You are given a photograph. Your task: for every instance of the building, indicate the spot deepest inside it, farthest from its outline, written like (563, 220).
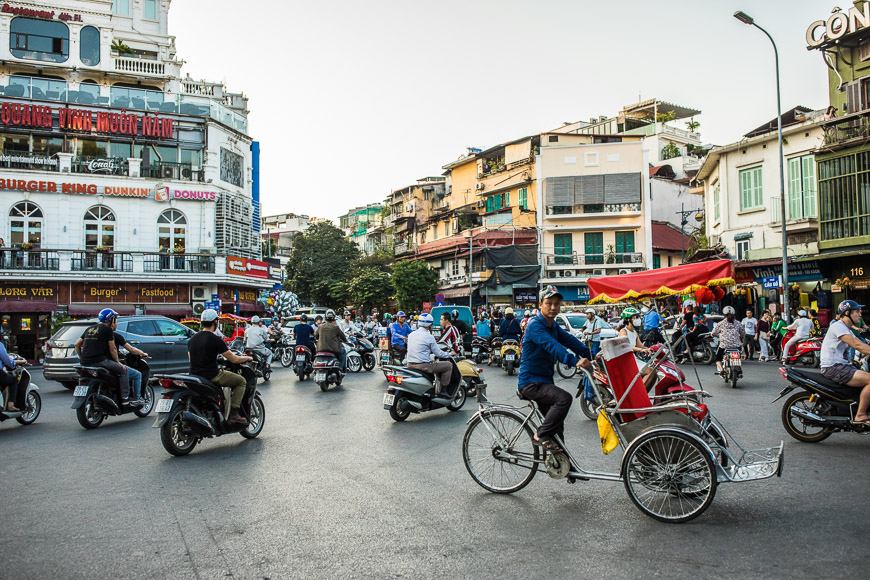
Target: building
(742, 192)
(122, 182)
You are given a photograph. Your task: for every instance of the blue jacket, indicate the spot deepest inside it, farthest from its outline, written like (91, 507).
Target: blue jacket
(543, 345)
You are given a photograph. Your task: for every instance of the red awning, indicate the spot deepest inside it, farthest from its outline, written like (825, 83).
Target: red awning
(94, 309)
(37, 306)
(661, 282)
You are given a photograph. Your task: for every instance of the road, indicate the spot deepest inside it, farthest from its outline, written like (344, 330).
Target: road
(333, 488)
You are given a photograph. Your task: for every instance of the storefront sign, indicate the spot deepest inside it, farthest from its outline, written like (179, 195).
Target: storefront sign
(839, 24)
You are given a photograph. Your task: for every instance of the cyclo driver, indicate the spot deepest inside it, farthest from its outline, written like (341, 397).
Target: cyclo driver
(544, 343)
(835, 365)
(203, 349)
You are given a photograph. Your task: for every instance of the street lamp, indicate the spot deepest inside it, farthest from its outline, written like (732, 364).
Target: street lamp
(747, 19)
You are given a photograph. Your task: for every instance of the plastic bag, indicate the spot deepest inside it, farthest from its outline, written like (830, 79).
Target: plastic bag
(609, 441)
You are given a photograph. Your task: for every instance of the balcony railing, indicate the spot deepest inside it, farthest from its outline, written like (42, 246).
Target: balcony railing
(31, 259)
(193, 263)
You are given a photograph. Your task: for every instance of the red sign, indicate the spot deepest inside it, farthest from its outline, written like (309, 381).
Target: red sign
(245, 267)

▶ _Activity_: Copy each entry exactly as written. Pictures do not belong in the copy.

▶ _Finished exercise_:
You are given a photograph. Your task: for every instance of the building, indicate the spot deepest inside it, farthest from its outline, written like (563, 220).
Target: building
(742, 192)
(122, 182)
You are given a photograph. Your task: for every instance of the blue jacket, indicate the spot deepest inside it, farthest from its outline, written like (91, 507).
Target: blue jacket
(543, 345)
You are given a photograph. Your task: for every instance of the red awning, indicate the spot deepest inside it, farthest from its outline, written like (825, 83).
Target: red awning
(94, 309)
(37, 306)
(661, 282)
You are given a photograph. Your task: for every instance of the road, indicate the spot deepest inside it, farthest from its outline, written like (344, 330).
Target: road
(333, 488)
You are given a photograph. Your task: for every instance of the storefront sign, indicate the spot deepest inside it, farthest from its outline, written like (179, 195).
Target: storefront sign
(839, 24)
You are given a photograph. Your task: for every instance of the cyclo driver, indicate the spot deepest inside it, farthest from its outline, written like (341, 397).
Target: cyclo driver
(544, 343)
(835, 365)
(203, 349)
You are given a photograph. Your task: for every instance of the street lamp, indicate the spot deepest inside it, farthest from its outline, written like (732, 364).
Target: street lamp
(747, 19)
You are given a photograph. Your task: for every instance of the plastic bag, indicate the spot deepest inside it, farthest from its outline, written like (830, 79).
Target: plastic bag
(609, 441)
You are given a photograph. Your task: for every instance of the balcony railing, indicate the spot deepest inside it, farthest from its outline, written like (42, 246).
Target: balcony railing
(31, 259)
(193, 263)
You are given a photograph. Your task: for every instance of the red sign, indicate the spot deepest inside it, farthest from its outline, written like (309, 381).
Target: red sign
(245, 267)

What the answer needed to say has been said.